Data entries
____________________

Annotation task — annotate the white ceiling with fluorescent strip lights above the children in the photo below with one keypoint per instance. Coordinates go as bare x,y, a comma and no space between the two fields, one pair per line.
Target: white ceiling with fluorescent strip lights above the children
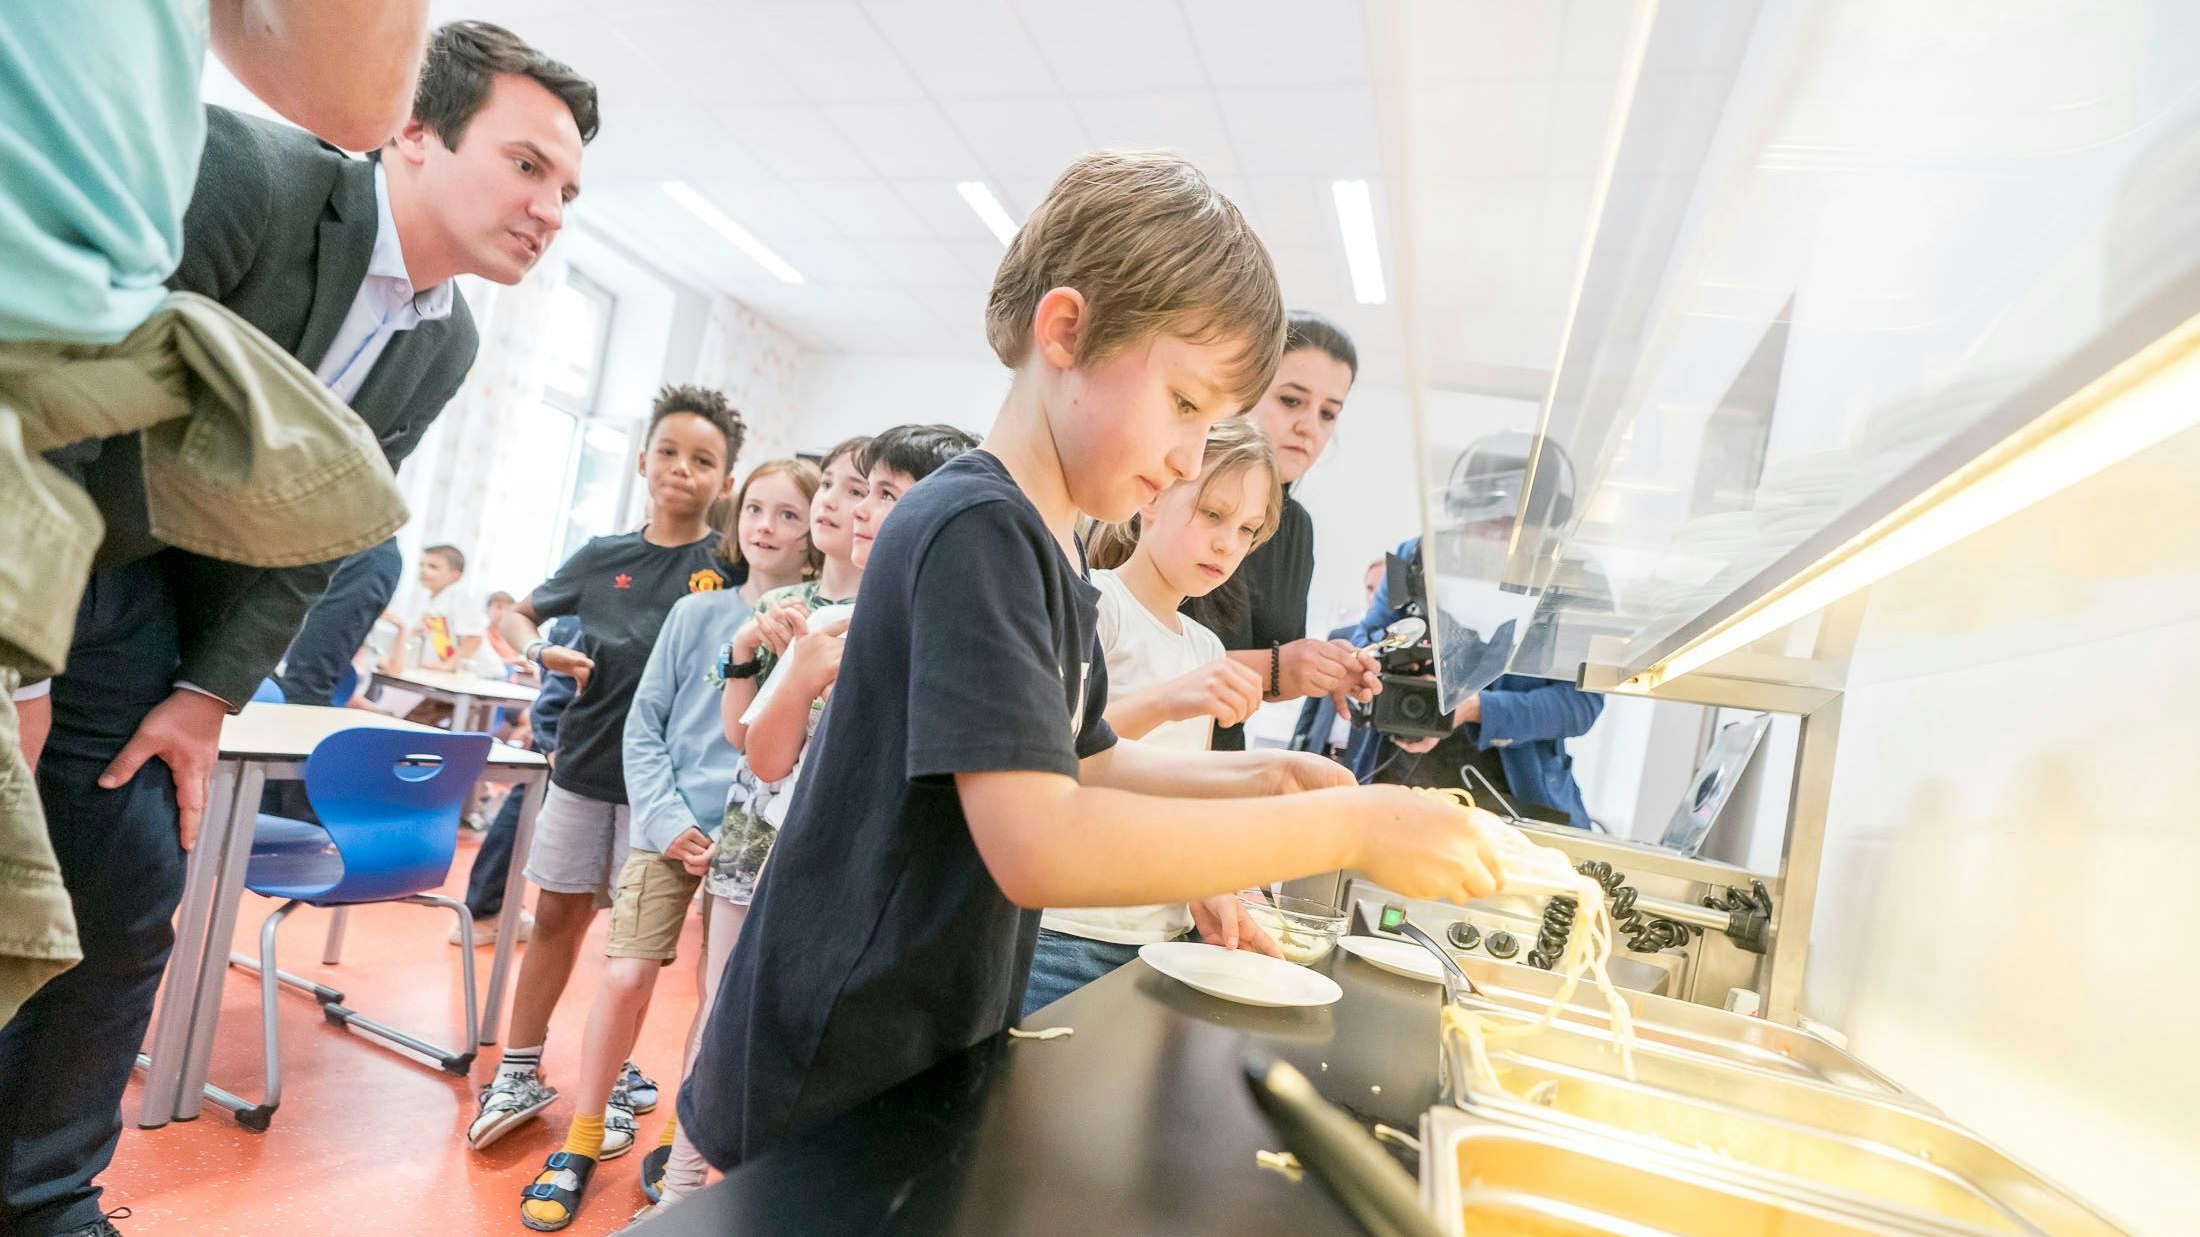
835,131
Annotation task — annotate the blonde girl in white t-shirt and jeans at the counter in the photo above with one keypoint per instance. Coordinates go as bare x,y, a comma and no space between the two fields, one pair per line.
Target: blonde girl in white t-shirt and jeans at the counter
1169,679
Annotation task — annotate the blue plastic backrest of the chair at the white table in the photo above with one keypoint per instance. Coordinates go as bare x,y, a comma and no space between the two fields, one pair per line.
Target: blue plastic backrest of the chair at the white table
390,802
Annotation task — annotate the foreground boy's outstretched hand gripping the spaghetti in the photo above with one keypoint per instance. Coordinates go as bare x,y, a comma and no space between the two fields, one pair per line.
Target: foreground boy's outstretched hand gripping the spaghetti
1429,849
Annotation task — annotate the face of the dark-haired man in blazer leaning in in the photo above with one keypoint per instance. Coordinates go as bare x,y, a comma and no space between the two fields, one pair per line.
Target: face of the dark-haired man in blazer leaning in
500,199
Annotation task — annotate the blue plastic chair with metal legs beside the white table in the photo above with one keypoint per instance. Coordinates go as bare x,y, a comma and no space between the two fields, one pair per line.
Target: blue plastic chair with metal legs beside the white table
390,807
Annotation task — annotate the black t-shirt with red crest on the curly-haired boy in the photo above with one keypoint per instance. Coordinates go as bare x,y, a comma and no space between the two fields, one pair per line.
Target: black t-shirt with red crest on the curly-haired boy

____________________

**TASK BRIEF:**
Return, from the entries, each line that holds "between".

**OUTPUT FOR THIS EXERCISE:**
Annotation task — annotate the white ceiling with fluorescent strip lights above the children in the photo below with one keypoint per instance. Coordinates go as bare x,y, a comma and no space between the two fields, one pair per line.
Annotation task — annotate the blonde girl in white t-shirt and jeans at the counter in the photo above with one keypoint per instance. Coordinates go as bare x,y, a comma and no space between the two fields, one pair per line.
Annotation task — annotate the blue plastic backrest of the chair at the white table in the photo above with one keypoint per instance. Coordinates go as bare x,y, a comma and no space between the two fields, one pair per line.
Annotation task — annotate the foreground boy's outstretched hand gripping the spaghetti in the photo above with one keypoint per instance. Coordinates go as bare x,y, a comma and no space between the two fields, one pair per line.
Annotation task — annotate the face of the dark-haired man in blazer leaning in in the photo above with one keypoint per instance. Coordinates go as bare x,y, a comma and no space between the two fields, one pair per line.
Annotation task — annotate the blue plastic chair with metal legs beside the white table in the photo above with one keypoint per instance. Coordinates go as bare x,y, a comma and no space between the two fields, one pair per line.
Annotation task — annotate the black t-shirt with red crest on the curly-haired boy in the photo above with one keypoint per instance. Coordinates go as bare x,y, a comma and no space between the two fields, one pair per line.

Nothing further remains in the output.